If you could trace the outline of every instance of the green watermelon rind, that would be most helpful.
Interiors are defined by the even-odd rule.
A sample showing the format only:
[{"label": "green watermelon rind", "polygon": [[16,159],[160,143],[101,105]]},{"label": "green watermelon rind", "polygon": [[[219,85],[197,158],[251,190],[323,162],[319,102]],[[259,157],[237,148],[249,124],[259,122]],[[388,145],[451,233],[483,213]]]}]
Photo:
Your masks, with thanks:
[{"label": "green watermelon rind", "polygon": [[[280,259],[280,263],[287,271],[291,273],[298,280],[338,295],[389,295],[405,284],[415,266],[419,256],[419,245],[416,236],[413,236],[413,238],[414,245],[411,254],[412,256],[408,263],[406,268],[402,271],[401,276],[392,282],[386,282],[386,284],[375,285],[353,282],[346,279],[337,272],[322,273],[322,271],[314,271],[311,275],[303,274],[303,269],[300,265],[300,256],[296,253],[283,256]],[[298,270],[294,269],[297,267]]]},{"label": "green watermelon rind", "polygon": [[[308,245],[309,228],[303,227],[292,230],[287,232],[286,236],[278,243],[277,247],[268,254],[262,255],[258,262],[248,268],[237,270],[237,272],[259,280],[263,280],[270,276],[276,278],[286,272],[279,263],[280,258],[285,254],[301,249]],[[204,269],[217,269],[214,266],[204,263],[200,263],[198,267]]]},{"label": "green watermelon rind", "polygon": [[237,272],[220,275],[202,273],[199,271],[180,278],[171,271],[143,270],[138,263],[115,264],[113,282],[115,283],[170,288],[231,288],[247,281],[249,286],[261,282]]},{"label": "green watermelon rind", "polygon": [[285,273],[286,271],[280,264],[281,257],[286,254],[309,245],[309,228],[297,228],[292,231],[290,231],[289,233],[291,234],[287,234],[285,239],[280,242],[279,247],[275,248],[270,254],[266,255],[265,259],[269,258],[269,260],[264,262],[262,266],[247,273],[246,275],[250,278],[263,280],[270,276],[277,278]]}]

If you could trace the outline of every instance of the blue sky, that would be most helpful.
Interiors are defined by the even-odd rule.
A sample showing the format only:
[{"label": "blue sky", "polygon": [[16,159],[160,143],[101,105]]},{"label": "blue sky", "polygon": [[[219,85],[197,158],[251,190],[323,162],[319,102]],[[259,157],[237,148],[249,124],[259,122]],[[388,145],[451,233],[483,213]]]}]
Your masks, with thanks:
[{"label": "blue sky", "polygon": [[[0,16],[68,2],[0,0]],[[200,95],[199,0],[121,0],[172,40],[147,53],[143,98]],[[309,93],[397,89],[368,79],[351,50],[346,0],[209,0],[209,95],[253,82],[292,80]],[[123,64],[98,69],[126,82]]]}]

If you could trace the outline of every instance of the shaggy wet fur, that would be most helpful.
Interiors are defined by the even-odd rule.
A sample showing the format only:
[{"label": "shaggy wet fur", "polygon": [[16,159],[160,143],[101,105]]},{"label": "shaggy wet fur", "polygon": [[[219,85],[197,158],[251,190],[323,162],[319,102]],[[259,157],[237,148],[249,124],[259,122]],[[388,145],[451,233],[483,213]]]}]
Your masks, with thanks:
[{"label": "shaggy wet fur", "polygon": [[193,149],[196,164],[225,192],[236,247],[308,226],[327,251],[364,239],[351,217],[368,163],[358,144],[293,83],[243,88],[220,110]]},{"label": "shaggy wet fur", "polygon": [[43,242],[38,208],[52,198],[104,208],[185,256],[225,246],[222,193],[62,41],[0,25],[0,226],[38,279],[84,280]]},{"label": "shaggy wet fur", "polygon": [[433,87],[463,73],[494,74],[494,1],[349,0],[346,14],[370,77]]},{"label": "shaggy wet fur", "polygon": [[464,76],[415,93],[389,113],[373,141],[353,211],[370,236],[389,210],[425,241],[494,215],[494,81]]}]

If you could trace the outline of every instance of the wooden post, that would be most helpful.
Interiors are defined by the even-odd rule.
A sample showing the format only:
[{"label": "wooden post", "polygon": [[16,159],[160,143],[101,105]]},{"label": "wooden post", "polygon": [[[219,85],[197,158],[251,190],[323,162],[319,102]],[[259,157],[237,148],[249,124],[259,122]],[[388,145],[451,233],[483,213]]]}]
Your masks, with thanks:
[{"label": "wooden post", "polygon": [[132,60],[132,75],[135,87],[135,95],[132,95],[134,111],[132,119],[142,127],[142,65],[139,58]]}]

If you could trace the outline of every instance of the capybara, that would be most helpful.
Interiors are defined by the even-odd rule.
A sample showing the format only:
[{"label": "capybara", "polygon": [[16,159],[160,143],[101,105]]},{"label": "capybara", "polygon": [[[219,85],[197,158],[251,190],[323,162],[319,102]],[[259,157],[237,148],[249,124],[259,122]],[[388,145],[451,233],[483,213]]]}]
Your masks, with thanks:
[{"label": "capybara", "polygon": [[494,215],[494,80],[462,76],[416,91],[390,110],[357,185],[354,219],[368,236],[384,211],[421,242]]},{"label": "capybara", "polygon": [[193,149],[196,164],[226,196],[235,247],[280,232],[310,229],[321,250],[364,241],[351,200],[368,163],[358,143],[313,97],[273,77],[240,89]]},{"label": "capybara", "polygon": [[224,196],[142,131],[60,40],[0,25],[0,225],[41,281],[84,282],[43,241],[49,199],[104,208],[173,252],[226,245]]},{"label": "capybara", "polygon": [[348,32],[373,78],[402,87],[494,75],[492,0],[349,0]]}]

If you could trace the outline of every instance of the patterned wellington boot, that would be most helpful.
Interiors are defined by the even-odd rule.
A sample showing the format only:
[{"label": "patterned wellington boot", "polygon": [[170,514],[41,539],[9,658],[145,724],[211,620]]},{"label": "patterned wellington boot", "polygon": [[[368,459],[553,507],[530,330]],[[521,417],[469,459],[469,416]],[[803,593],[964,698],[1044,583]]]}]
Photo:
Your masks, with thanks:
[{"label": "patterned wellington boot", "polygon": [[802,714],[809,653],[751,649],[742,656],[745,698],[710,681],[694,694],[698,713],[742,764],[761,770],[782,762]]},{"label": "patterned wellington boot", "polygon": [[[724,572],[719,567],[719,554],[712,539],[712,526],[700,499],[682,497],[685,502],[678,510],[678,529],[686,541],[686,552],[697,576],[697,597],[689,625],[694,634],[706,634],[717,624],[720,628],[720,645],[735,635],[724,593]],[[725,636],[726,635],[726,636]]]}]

====================

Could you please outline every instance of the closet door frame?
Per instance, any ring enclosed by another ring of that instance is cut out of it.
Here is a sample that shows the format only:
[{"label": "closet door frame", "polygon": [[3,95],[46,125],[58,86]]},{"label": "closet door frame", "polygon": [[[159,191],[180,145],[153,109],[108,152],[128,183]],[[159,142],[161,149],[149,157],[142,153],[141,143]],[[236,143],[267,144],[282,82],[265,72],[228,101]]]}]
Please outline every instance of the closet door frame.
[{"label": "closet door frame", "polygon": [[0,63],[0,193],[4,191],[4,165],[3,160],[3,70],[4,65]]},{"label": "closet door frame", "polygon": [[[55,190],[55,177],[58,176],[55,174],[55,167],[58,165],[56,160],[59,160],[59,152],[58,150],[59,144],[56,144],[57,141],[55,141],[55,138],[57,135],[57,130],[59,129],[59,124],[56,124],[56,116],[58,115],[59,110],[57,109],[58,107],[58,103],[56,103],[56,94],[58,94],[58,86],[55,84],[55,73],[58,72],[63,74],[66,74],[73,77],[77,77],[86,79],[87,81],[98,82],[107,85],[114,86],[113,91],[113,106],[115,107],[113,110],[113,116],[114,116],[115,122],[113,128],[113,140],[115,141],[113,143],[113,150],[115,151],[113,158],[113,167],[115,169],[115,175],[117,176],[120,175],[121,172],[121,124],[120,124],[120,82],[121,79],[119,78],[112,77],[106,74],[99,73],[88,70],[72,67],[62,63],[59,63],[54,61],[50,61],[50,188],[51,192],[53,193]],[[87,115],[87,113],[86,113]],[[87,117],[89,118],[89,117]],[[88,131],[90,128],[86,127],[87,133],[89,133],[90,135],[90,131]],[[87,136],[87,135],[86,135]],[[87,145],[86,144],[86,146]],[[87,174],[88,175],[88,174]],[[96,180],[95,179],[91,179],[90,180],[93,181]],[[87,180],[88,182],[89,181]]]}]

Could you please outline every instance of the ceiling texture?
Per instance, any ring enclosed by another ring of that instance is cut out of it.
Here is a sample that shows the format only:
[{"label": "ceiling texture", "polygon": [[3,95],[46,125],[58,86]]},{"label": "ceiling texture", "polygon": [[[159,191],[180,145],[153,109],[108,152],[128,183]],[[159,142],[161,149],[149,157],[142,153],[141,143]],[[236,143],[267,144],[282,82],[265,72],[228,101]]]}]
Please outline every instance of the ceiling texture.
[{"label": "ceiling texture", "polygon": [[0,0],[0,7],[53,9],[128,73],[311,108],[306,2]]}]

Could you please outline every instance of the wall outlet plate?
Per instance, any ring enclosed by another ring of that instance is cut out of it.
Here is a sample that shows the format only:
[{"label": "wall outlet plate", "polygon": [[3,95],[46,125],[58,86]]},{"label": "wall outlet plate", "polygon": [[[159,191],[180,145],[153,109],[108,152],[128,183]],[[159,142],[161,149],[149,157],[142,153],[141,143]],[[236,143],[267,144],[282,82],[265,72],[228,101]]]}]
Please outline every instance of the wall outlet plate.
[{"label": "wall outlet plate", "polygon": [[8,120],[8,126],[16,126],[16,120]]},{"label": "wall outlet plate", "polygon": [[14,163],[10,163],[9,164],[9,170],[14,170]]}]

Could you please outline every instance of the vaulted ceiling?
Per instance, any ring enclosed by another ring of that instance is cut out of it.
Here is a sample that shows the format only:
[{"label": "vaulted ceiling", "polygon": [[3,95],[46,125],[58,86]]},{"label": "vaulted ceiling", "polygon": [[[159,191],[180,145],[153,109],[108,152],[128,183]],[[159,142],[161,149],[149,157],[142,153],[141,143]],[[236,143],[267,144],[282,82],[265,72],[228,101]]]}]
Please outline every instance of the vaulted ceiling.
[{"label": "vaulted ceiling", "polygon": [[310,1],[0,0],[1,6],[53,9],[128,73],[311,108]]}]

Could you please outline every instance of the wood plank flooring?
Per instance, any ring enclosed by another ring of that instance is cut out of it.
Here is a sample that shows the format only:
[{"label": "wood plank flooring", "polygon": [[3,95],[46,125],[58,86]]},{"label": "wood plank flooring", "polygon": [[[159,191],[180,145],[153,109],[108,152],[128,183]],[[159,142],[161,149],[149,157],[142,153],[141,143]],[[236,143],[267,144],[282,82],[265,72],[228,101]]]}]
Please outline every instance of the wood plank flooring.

====================

■ STATED GOAL: Reproduce the lines above word for word, starting at the line that contains "Could you please outline every instance of the closet" and ending at the line that contains "Please outline every instance of the closet door frame.", both included.

■ WRITTEN SOLUTION:
Could you please outline every instance of the closet door frame?
Per instance, any ring enclosed by another ring of that instance is cut out of it.
Here is a sample that shows the format only:
[{"label": "closet door frame", "polygon": [[3,95],[46,125],[58,86]]},{"label": "closet door frame", "polygon": [[[159,191],[180,145],[153,109],[108,152],[128,183]],[[159,142],[161,149],[149,157],[142,153],[141,143]],[[236,143],[267,144],[282,82],[265,72],[228,101]]]}]
Please outline every instance of the closet door frame.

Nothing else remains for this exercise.